WORK INSTRUCTIONS =>
• a. Summarize the Alliance for Smiles article in two sentences.
• b. Answer these questions from the Alliance for Smiles article, one line each:
(i) For how many children has Alliance for Smiles created smiles in the five years Breseman has been involved?
(ii) What did Breseman get a two-hour crash course in after the chief sterilizer fell sick in China?
(iii) In what year was Rotaplast International founded?
• c. Extend the Alliance for Smiles article by picking up after its final sentence.

Every child deserves a smile
Published 9:57 pm Thursday, May 23, 2013
After 15 trips to China, Africa, Bangladesh and the Philippines, Dowagiac Rotarian Wilber Breseman heads to Portugal next month to man the Alliance for Smiles booth at the 104th Rotary International convention.
The 8-year-old San Francisco non-profit organization provides free reconstructive surgery for children born with cleft lips or palates.
Alliance for Smiles has created smiles for more than 2,000 children in the five years Breseman, of Marcellus, has been involved.
Breseman, one of more than 700 volunteers, two years ago was named Volunteer of the Year.
Before Alliance for Smiles, Breseman participated in 11 polio immunization missions to India and West Africa.
“I didn’t even know what a cleft lip or palate was at the time I agreed to go along,” paying his own way. “I went to China as assistant quartermaster. We hadn’t been there two hours and the chief sterilizer got sick and had to go home, so they gave me a two-hour crash course in running autoclaves to sterilize more than $100,000 worth of tools. Now I teach people how to be sterilizers for our organization,” which featured him in a 15-minute film in 2008.
Breseman brings a varied background, from farming to chairing the Cass County Board of Commissioners in the early 1980s.
He also curates Marcellus VFW Post 4054’s Military Museum.
Breseman said Alliance for Smiles started with five Rotarians as an offshoot of Rotaplast International, another 501(c)(3) non-profit, humanitarian organization founded in 1992 as a world community service project of the Rotary Club of San Francisco.
Rotaplast’s commitment to changing lives through reconstructive surgery includes 15,000 surgeries throughout the world.

DATA EXTRACTS =>
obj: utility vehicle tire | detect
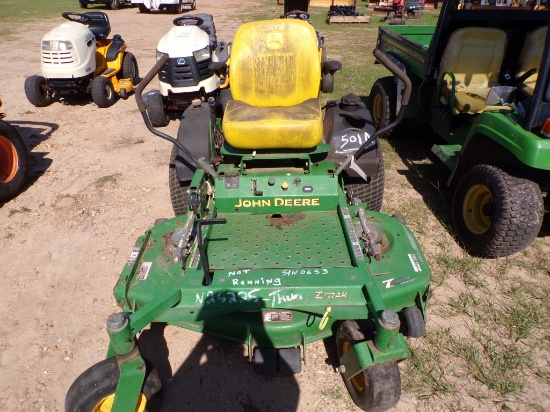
[25,74,52,107]
[403,306,426,338]
[452,165,544,258]
[336,320,401,411]
[369,76,397,137]
[90,76,116,108]
[344,146,384,212]
[0,120,28,201]
[254,348,278,375]
[122,52,139,86]
[147,93,170,127]
[168,146,191,216]
[65,358,162,412]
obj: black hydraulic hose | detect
[354,49,412,160]
[136,53,204,169]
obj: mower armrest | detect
[321,60,342,74]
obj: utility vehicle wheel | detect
[122,52,139,86]
[168,146,191,216]
[25,74,52,107]
[147,93,170,127]
[0,120,28,201]
[336,320,401,411]
[65,358,162,412]
[452,165,544,258]
[344,147,384,212]
[90,76,116,108]
[403,307,426,338]
[369,76,397,137]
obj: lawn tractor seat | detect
[437,27,506,114]
[223,19,323,149]
[82,11,111,40]
[515,26,548,97]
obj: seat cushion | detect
[223,98,323,149]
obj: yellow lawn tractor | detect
[25,11,139,107]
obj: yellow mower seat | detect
[516,26,548,96]
[440,27,506,114]
[223,19,323,149]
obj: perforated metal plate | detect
[208,212,351,270]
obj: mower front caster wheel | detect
[65,358,162,412]
[336,320,401,411]
[25,75,52,107]
[91,76,116,108]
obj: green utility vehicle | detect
[65,19,436,412]
[369,0,550,258]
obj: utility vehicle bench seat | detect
[223,19,323,149]
[439,27,506,114]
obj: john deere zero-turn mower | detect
[65,19,430,411]
[25,11,139,107]
[0,99,28,202]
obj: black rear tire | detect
[147,93,170,127]
[168,146,191,216]
[344,145,385,212]
[122,52,139,86]
[0,120,29,201]
[65,358,162,412]
[25,74,52,107]
[90,76,116,108]
[336,320,401,411]
[452,165,544,258]
[369,76,397,137]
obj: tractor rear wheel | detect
[0,120,28,201]
[25,74,52,107]
[90,76,116,108]
[344,145,384,212]
[65,358,162,412]
[452,165,544,258]
[336,320,401,411]
[122,52,139,86]
[168,146,191,216]
[147,93,170,127]
[369,76,397,137]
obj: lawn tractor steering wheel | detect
[172,16,204,27]
[61,11,92,24]
[284,10,310,21]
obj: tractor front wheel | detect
[25,75,52,107]
[122,52,139,86]
[369,76,397,137]
[452,165,544,258]
[344,144,384,212]
[90,76,116,108]
[168,146,191,216]
[65,358,162,412]
[336,320,401,411]
[0,121,28,201]
[147,93,170,127]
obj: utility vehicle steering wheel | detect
[284,10,310,21]
[61,11,92,24]
[172,16,204,27]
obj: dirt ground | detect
[0,0,548,412]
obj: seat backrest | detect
[516,26,548,94]
[439,27,506,91]
[82,11,111,40]
[229,19,321,107]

ANSWERS TO THE EXERCISE =>
• a. Dowagiac Rotarian Wilber Breseman, a volunteer with Alliance for Smiles, a San Francisco non-profit that provides free reconstructive surgery for children born with cleft lips or palates, will man the group's booth at the 104th Rotary International convention in Portugal next month. He has made 15 trips to China, Africa, Bangladesh and the Philippines, was named Volunteer of the Year two years ago, and earlier took part in 11 polio immunization missions to India and West Africa.

• b.
(i) More than 2,000 children.
(ii) Running autoclaves to sterilize more than $100,000 worth of tools.
(iii) 1992.

• c.
“We use doctors and plastic surgeons from all over the world,” he said Thursday noon at Elks Lodge 889.
“I call them magicians because they can take these horribly deformed children and make them look brand-new in an hour and a half. These are kids from extremely poor families who would go through their whole lives being made fun of at school. Now they can live productive lives.”
The worst problem Alliance for Smiles faces is being able to accommodate 100 children when 300 who have traveled for days line up expectantly.
It costs $1,000 per child. Dr. Fred L. Mathews challenged fellow club members to contribute $500 he would match. Pledges hit $370 by the end of the meeting.
Sponsoring an entire mission costs $60,000 to $80,000, depending on destination.
“Some of the children we can’t do because they’re too malnourished,” he said, “or they have been butchered by local doctors.
“We have certain criteria. They have to be a certain age and weight, which eliminates probably a quarter of the people we see right away. We give them medicines and teach their parents how to improve their child so maybe we can do them the following year.”
Breseman visited Bangladesh a couple of months ago during civil war.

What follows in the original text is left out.